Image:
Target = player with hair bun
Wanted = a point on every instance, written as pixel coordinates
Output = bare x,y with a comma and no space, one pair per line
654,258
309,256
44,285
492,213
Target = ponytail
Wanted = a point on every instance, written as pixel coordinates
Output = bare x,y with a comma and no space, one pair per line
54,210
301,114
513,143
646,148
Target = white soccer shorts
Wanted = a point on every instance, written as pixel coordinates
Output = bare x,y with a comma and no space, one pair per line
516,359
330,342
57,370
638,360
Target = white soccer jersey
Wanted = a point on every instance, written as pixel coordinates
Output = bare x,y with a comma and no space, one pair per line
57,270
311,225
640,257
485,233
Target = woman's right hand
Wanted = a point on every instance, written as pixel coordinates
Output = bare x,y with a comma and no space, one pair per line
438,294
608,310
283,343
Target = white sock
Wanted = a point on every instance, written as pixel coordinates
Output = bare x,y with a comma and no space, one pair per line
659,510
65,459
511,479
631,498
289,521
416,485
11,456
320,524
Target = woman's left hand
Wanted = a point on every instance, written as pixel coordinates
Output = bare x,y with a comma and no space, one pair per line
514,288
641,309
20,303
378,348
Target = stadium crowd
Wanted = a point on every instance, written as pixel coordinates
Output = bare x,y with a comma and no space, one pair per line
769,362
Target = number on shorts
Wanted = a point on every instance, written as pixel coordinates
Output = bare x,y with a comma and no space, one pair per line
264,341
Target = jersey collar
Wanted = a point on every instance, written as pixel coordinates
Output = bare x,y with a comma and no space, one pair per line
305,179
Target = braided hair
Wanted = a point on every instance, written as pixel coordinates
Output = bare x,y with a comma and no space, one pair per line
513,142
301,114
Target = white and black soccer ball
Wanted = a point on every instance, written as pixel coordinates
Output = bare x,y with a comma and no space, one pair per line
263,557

---

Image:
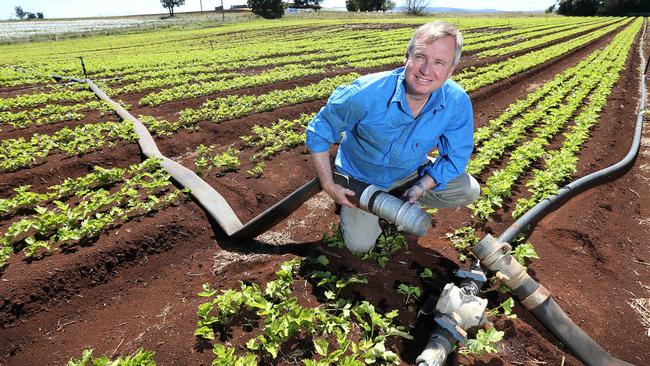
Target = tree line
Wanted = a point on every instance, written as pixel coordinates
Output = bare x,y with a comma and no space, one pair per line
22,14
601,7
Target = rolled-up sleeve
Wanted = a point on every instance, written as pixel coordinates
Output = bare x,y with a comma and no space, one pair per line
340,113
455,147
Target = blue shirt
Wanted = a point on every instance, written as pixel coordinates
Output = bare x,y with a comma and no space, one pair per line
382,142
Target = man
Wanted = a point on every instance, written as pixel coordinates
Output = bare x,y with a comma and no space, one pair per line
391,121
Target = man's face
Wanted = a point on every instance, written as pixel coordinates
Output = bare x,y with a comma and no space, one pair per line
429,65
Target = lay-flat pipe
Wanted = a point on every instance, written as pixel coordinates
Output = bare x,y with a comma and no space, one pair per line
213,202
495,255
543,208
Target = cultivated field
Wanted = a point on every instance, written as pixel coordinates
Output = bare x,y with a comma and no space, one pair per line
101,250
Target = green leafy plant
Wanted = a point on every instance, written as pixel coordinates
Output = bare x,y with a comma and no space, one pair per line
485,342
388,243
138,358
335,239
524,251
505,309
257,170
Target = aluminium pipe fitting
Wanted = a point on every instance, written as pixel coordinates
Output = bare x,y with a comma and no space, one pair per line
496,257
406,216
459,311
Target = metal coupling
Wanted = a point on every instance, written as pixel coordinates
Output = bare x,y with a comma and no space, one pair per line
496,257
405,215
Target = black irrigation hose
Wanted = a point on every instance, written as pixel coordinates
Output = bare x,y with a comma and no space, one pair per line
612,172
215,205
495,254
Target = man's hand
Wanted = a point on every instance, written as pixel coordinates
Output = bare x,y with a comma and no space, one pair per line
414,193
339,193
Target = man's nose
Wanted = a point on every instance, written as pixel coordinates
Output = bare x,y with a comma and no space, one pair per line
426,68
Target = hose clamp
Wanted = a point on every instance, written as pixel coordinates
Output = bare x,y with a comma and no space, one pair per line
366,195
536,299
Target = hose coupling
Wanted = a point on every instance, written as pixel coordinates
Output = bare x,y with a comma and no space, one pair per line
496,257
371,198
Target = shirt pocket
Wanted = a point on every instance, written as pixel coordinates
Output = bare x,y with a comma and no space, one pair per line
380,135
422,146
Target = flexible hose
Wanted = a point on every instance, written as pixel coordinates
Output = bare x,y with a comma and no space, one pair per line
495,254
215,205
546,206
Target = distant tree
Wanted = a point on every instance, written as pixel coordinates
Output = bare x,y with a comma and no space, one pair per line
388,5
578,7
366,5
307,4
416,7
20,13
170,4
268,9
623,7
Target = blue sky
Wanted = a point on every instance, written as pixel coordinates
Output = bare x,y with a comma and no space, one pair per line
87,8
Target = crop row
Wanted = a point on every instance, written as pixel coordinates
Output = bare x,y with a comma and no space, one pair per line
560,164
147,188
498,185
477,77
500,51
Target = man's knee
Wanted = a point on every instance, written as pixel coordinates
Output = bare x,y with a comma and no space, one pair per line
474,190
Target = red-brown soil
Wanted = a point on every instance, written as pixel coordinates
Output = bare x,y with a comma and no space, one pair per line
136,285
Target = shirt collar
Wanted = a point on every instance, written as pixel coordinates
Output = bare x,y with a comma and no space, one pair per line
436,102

* * *

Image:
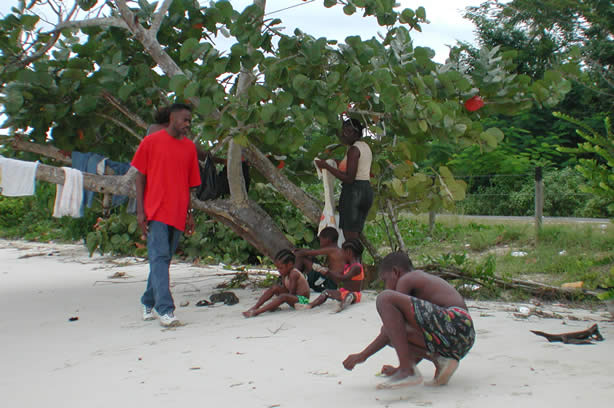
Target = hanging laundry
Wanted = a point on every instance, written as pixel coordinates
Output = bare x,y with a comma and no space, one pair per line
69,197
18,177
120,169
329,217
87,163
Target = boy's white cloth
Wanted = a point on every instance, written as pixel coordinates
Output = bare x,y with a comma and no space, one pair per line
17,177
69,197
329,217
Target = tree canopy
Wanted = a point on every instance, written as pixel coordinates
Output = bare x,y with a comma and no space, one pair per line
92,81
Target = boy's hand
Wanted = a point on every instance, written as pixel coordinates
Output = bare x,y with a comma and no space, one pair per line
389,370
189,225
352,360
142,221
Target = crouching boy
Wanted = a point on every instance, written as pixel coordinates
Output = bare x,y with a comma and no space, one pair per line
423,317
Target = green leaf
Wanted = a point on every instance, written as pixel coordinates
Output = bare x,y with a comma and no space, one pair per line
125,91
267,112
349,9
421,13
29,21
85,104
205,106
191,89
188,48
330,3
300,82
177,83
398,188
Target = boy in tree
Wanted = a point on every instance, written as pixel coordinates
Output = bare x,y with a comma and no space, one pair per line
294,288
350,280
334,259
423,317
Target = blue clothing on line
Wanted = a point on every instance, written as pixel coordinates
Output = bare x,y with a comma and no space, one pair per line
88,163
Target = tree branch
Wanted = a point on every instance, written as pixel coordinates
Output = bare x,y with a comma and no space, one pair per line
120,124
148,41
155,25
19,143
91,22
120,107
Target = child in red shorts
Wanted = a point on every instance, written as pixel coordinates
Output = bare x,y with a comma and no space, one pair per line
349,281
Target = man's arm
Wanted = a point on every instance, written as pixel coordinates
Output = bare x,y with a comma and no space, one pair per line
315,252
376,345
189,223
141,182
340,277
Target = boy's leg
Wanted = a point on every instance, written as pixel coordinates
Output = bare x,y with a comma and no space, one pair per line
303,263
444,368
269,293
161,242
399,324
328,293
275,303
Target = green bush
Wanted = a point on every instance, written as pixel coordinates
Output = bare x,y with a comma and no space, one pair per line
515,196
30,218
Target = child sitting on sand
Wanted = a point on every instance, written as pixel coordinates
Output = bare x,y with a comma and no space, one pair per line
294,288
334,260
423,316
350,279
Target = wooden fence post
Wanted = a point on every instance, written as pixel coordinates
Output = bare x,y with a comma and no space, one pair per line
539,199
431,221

● **Problem details**:
Report each line above that contains the word "hand", treating uppercase and lowercase as different.

● **Solution for this task**:
Target = woman's right hand
Target = woman's left hand
Target = man's hand
Target = boy's hand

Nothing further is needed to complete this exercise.